• REQUIREMENT:
Copy exactly, and only, the lines from the line containing "like [49, 95]." through the last line of the records below, both included.

• Object point labels:
════════

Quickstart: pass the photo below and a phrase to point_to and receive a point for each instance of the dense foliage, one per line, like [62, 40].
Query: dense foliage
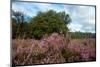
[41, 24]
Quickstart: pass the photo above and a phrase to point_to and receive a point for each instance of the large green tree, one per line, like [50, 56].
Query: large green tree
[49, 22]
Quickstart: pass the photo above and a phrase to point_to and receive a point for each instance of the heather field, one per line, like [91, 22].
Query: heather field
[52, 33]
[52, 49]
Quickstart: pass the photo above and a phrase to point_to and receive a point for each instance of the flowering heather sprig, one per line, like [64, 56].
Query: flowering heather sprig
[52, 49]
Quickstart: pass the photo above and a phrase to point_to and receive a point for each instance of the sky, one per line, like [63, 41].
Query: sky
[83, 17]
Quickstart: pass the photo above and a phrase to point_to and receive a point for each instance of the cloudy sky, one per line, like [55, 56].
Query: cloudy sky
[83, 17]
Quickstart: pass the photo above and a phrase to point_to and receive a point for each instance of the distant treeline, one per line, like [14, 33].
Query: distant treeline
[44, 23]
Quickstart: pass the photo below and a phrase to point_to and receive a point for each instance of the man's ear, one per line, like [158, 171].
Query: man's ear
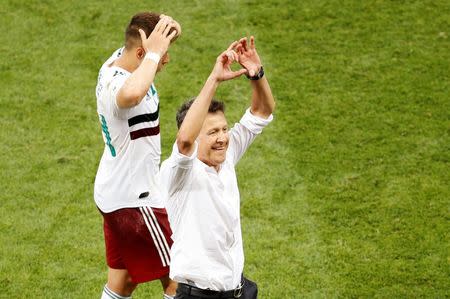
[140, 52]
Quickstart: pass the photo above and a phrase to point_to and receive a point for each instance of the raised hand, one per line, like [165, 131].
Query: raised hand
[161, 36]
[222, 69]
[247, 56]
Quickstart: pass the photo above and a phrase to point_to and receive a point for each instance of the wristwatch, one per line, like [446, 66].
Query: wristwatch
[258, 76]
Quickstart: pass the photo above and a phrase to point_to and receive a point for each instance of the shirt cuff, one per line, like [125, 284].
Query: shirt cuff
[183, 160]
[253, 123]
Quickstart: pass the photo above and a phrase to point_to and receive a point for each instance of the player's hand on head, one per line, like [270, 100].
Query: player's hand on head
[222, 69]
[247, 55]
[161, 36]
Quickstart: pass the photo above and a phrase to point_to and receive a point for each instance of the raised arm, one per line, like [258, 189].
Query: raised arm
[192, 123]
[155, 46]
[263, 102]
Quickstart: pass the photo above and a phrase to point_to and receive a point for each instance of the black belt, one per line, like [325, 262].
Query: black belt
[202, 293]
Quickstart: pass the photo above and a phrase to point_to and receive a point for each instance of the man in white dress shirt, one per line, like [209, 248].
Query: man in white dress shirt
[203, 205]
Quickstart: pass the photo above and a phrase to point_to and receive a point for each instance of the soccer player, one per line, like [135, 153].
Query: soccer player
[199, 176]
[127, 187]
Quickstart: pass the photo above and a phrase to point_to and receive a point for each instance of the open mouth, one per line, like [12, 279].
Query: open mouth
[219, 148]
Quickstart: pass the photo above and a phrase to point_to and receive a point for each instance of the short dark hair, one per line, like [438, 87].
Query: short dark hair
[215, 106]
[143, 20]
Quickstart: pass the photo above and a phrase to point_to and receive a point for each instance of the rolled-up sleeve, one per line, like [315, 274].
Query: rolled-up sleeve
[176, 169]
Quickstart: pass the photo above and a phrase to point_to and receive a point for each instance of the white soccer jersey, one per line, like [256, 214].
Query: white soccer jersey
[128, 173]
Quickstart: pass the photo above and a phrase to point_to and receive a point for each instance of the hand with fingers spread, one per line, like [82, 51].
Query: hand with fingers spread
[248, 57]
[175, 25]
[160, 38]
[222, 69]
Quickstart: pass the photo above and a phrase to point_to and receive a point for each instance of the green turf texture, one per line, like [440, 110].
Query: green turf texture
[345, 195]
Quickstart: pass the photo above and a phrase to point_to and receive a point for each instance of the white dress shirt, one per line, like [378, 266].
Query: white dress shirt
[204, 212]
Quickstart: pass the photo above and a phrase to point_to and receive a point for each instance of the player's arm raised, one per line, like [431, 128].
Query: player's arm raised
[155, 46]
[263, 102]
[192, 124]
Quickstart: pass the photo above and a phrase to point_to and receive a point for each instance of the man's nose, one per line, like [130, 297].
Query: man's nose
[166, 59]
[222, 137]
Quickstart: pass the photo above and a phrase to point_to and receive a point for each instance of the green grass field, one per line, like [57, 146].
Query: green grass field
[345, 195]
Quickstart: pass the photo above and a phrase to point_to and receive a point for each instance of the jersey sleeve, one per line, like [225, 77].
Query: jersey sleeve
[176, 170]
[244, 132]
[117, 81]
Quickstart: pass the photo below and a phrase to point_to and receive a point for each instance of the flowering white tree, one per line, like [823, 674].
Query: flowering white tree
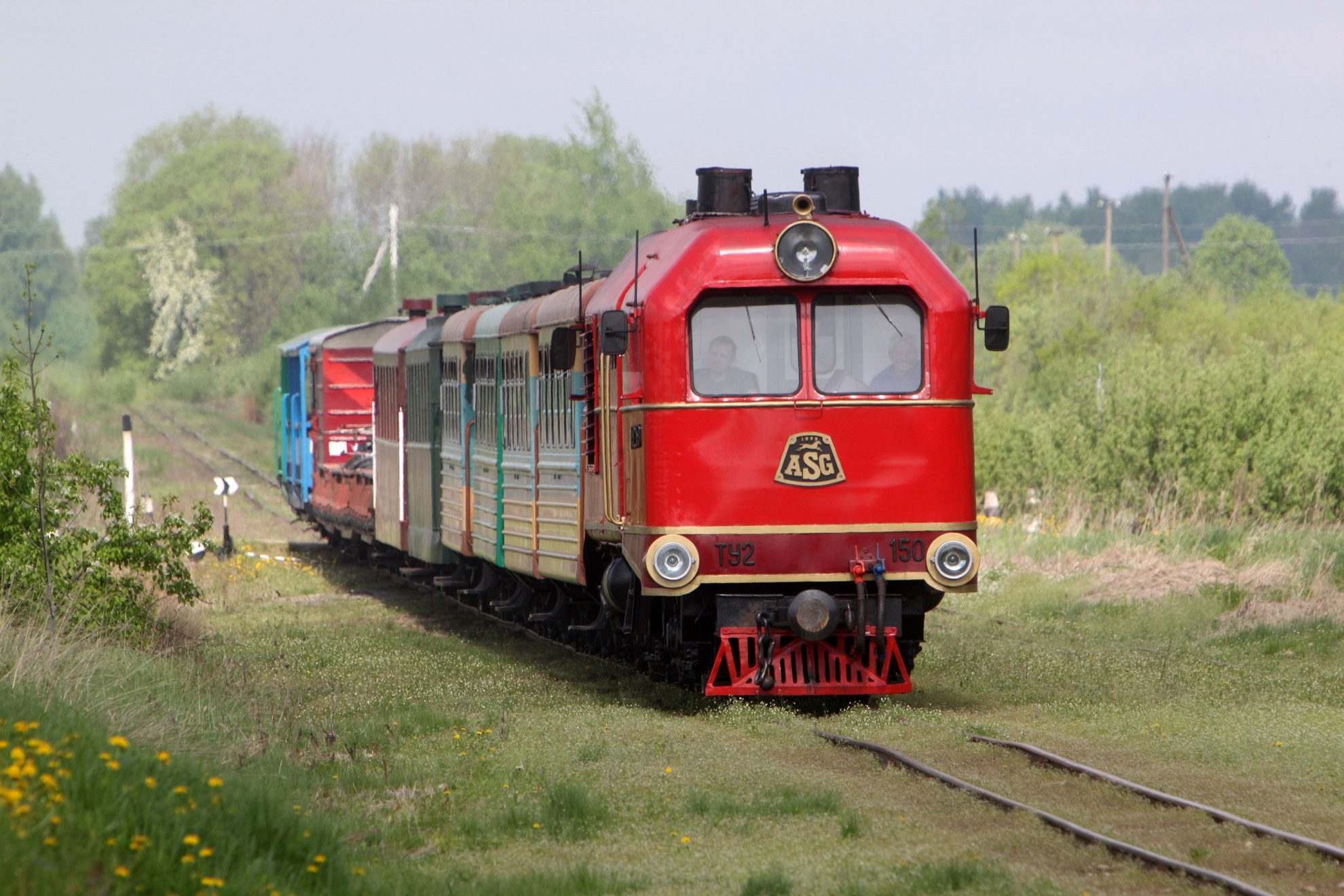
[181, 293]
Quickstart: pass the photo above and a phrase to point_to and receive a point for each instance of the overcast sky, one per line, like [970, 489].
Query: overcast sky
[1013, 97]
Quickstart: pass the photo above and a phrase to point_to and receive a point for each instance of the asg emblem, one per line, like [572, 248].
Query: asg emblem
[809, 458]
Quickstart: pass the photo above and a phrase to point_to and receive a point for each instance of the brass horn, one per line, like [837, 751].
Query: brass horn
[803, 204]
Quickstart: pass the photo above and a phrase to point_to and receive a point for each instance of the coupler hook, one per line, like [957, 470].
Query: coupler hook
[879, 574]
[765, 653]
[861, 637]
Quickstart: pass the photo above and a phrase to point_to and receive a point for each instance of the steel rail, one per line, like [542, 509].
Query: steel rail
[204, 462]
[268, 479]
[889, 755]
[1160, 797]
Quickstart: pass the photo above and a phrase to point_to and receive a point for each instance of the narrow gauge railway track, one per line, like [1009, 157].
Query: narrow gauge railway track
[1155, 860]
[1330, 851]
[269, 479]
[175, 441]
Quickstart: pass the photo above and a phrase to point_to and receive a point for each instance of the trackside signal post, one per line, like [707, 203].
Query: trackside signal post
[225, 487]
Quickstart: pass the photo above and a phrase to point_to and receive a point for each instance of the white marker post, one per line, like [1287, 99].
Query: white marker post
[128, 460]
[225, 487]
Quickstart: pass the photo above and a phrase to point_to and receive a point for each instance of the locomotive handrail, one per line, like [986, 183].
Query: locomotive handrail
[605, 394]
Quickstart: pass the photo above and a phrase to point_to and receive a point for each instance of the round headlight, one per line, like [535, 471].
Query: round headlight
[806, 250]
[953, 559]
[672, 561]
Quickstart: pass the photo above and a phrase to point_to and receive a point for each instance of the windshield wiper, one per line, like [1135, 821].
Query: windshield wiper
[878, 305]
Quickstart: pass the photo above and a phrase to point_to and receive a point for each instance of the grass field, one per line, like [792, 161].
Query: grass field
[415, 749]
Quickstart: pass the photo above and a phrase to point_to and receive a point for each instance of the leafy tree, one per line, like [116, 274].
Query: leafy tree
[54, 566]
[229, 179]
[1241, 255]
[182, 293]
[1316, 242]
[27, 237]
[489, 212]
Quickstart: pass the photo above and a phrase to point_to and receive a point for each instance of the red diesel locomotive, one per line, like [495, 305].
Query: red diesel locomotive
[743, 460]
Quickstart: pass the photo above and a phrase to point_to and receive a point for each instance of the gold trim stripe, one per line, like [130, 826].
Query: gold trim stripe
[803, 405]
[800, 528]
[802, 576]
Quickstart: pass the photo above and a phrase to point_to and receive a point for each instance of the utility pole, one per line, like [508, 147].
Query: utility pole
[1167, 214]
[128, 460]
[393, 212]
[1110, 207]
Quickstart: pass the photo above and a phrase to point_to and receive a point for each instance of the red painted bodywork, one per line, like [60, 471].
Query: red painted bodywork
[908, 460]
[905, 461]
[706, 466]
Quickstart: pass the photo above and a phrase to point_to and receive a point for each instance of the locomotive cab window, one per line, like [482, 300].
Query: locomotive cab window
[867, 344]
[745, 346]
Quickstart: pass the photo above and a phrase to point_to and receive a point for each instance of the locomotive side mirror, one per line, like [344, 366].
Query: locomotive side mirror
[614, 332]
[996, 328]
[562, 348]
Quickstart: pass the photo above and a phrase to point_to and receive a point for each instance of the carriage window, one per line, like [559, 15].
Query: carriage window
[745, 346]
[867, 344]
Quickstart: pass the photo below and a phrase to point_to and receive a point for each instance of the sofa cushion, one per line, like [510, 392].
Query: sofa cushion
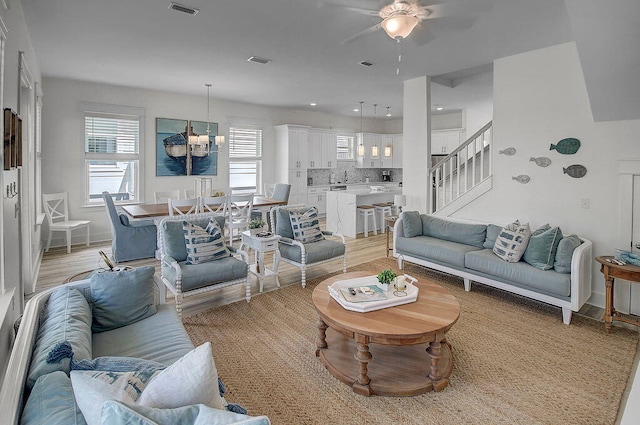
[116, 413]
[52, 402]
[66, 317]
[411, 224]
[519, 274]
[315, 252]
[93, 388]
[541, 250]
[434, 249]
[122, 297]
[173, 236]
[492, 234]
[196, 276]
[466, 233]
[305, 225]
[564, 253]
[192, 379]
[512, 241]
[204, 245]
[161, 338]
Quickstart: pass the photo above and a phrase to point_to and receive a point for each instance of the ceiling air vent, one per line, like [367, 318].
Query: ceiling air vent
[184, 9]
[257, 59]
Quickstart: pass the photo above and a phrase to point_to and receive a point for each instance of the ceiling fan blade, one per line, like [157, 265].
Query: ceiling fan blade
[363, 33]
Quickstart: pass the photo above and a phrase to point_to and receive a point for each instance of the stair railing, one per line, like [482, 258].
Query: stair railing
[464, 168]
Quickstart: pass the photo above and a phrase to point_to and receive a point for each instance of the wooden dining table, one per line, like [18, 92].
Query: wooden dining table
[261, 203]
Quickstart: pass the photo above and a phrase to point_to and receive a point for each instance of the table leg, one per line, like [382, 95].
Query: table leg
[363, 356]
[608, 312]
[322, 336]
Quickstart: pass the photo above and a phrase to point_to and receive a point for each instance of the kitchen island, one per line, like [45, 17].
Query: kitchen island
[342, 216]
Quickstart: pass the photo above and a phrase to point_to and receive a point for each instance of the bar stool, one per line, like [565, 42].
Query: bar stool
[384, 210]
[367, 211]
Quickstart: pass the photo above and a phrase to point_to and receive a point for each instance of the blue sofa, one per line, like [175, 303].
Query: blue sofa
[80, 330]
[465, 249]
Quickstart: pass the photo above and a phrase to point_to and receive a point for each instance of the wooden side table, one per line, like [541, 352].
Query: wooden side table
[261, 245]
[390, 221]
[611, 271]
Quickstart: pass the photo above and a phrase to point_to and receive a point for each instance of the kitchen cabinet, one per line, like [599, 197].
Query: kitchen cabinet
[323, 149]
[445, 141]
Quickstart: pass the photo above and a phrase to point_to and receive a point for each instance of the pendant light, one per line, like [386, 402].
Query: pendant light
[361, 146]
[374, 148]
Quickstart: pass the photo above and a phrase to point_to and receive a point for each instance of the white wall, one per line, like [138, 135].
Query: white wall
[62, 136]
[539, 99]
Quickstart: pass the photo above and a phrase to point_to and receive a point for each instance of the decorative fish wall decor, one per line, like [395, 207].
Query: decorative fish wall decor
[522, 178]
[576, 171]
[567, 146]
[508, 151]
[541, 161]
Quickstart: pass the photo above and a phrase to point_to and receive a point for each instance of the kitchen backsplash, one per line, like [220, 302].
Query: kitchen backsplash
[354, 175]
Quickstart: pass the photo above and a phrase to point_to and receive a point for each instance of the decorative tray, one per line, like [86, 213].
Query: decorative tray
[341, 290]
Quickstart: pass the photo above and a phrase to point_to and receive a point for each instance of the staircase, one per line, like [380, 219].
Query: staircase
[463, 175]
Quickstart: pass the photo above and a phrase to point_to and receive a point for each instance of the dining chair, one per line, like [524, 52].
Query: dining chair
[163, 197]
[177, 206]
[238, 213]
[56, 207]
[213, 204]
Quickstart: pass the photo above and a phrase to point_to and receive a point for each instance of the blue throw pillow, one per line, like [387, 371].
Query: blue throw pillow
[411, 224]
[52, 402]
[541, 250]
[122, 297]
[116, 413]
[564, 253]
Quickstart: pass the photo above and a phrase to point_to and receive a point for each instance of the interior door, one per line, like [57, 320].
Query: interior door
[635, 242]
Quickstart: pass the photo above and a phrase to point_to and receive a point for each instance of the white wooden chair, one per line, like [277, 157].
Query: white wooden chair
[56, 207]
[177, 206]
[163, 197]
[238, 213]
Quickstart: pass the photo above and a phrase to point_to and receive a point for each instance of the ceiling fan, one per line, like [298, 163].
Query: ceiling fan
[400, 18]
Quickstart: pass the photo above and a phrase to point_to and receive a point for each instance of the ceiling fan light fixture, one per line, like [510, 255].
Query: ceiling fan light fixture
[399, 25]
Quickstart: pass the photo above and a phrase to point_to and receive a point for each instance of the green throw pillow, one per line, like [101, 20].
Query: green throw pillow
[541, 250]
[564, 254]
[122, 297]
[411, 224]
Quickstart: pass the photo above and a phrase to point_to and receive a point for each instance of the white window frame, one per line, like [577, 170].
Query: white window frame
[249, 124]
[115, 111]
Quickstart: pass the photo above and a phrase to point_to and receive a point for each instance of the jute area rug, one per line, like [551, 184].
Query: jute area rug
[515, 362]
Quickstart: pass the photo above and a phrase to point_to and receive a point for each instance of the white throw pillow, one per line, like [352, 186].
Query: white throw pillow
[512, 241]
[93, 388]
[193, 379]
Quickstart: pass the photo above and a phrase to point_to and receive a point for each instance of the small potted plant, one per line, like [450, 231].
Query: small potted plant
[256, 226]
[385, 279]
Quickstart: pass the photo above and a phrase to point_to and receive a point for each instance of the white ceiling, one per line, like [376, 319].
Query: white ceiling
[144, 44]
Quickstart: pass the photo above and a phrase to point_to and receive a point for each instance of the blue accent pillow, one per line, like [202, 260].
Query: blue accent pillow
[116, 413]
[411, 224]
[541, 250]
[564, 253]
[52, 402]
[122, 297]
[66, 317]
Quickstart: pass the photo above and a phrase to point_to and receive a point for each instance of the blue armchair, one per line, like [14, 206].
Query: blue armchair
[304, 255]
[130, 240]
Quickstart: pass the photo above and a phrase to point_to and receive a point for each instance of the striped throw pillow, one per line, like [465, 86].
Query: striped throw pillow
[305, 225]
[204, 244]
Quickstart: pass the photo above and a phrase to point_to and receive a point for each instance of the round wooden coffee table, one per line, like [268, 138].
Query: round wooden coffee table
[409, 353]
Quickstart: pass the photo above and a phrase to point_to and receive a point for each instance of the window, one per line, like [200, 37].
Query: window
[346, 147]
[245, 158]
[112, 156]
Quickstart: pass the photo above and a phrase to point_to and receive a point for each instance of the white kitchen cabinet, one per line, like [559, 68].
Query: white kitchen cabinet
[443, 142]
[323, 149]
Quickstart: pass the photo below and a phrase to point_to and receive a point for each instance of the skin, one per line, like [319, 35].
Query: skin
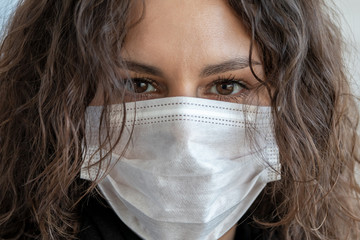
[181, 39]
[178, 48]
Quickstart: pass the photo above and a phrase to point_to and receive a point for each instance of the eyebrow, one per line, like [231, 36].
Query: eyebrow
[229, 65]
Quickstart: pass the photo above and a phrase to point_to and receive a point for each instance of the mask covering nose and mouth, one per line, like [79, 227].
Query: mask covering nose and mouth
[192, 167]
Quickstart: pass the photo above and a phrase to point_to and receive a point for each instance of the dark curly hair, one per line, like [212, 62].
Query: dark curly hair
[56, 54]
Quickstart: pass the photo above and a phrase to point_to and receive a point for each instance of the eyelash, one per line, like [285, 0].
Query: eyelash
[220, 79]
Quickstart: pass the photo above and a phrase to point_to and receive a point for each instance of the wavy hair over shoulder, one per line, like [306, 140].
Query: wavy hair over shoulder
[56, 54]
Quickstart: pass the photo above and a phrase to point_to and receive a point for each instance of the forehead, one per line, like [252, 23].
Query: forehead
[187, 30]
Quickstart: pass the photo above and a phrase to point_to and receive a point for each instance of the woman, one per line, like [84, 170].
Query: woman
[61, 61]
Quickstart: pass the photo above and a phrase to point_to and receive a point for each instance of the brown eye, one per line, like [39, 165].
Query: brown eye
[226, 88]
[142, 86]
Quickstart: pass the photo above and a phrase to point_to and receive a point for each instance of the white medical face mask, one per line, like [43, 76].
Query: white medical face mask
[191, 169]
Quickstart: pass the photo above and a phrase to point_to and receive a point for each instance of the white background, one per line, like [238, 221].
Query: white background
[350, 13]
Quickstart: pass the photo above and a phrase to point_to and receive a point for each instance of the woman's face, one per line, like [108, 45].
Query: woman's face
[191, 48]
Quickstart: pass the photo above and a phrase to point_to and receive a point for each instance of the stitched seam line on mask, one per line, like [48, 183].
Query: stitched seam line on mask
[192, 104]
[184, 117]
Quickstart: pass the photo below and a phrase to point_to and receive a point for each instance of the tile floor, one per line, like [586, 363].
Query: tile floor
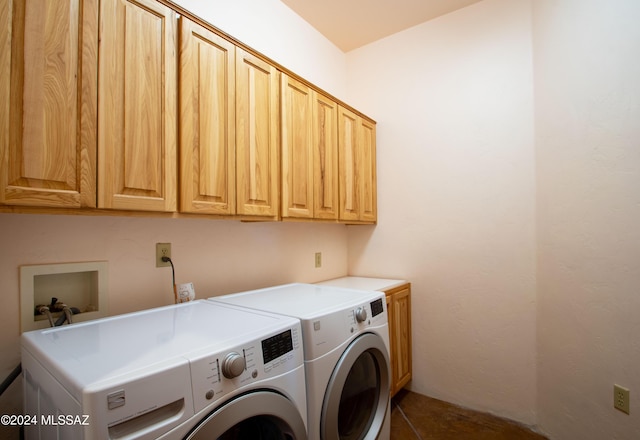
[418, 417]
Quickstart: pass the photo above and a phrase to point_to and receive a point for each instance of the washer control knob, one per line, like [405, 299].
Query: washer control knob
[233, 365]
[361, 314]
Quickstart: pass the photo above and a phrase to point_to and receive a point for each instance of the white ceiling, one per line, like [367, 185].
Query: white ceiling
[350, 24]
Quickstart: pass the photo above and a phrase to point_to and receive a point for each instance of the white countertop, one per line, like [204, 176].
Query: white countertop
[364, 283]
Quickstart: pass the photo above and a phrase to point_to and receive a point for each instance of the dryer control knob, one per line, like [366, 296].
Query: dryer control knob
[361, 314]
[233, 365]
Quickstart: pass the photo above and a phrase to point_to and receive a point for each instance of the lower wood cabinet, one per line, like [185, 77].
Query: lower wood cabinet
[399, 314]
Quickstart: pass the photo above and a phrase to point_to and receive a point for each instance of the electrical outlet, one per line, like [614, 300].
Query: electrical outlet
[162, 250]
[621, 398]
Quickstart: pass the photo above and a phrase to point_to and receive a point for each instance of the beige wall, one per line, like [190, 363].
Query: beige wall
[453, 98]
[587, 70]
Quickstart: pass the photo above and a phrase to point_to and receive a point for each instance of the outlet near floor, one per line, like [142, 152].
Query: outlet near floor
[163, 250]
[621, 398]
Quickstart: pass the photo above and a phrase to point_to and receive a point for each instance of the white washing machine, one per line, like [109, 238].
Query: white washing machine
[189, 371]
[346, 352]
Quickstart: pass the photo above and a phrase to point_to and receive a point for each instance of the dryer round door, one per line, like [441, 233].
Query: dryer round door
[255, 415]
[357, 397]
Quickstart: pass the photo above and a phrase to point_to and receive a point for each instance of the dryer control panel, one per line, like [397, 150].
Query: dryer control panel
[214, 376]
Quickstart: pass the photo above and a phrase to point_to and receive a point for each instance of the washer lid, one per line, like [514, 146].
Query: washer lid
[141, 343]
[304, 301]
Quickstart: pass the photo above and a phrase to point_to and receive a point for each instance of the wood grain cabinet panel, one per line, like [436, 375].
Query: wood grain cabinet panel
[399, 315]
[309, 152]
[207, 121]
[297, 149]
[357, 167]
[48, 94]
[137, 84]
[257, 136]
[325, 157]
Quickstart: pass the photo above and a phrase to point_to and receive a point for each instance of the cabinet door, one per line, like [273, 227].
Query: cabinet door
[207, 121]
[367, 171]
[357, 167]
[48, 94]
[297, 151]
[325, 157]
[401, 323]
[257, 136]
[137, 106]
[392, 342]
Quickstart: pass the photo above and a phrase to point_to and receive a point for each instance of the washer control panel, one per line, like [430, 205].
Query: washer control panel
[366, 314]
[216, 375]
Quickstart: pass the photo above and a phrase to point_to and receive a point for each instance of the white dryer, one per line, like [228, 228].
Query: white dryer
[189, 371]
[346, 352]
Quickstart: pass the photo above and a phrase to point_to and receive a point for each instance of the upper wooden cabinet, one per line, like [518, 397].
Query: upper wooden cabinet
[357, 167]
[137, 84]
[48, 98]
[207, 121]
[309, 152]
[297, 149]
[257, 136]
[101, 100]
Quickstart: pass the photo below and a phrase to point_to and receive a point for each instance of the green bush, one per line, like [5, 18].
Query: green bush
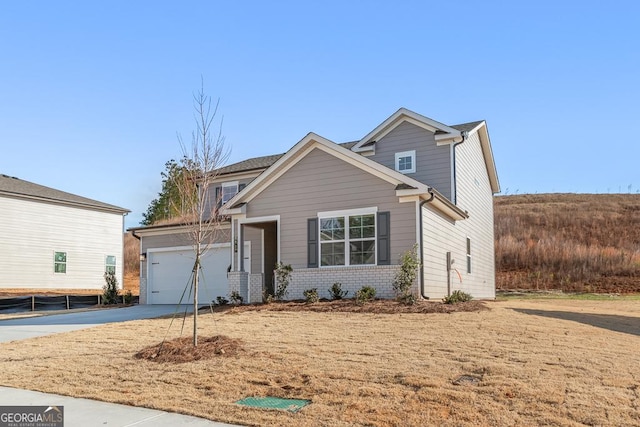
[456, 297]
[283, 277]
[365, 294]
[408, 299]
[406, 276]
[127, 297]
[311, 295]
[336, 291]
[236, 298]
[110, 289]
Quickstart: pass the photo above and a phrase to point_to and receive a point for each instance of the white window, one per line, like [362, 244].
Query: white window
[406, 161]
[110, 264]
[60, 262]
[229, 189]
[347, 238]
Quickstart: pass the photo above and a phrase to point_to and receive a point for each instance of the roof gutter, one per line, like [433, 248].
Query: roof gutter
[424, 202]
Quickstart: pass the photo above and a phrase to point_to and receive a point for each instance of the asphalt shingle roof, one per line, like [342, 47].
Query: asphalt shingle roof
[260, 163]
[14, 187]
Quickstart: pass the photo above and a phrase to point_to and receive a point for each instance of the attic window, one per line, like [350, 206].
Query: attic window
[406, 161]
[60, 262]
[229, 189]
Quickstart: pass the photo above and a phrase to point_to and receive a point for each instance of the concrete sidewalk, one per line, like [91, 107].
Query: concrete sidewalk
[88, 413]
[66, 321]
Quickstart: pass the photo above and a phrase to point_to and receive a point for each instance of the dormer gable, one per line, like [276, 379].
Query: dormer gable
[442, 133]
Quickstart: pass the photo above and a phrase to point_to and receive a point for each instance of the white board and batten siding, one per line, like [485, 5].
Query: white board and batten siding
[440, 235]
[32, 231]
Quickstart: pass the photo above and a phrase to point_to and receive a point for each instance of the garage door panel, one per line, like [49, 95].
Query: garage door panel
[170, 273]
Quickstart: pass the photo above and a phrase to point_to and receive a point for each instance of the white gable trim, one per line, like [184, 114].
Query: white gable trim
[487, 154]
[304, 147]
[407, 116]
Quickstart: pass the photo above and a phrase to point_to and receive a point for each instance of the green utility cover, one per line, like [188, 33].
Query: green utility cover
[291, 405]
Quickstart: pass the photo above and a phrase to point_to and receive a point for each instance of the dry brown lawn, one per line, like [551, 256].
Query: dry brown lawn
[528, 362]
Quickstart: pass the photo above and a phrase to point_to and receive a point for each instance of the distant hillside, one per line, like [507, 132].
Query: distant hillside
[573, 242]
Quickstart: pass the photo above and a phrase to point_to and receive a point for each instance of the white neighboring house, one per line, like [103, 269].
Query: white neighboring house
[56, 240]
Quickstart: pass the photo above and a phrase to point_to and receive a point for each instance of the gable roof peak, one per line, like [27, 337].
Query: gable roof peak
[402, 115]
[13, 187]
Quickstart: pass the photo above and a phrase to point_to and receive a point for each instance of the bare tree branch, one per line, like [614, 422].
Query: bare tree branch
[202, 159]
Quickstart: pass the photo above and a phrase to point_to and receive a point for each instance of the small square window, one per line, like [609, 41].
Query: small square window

════════

• CORRECT ANSWER:
Quickstart: pass the photo above and a phrase to point_to and receive a point for each instance of the garage door panel, one per line, like [49, 95].
Query: garage door panel
[170, 273]
Quickstart: pass the photo above and a phrase to point_to and receive a point for each instance of the white gable trim, one per line, like [184, 114].
Query: white gable trim
[487, 154]
[304, 147]
[407, 116]
Quickstart: pass the photo above and a phrase to point_to and receive a point for each instance of the green utility cover, one per line, like [188, 33].
Query: green utility cover
[291, 405]
Quickstart: pass the photo above and a phrase to point_to and receive a point for each instance of the dry brown lawn, one per line, like [551, 256].
Query: dry brown lawn
[528, 362]
Quickstart: pass the photo above and a phrase to point_to and receive a point for each instance of the distant hillside, one per line, like [507, 132].
Query: distant hillside
[573, 242]
Quickstart: pass the photo above and a phrase to point_to and receive a point for each instance of the white neighboring house, one per line, like [103, 269].
Query: white neighboring house
[56, 240]
Quickstart: pass the photo above and a phrase to point_to and receive a point for each instance of the gable roof peak, one per line, like [27, 337].
Query: gable roof peak
[402, 115]
[13, 187]
Quickstart: pass the photo above and a phrase to point_to and receive a point for each instance of the bare tree branch, one per line, like [614, 422].
Query: bare tree branch
[202, 159]
Quickstart: pass the photo above and a phrase to point_to and receive a point for each instance of the small square window, one per line, like [609, 41].
Query: small square window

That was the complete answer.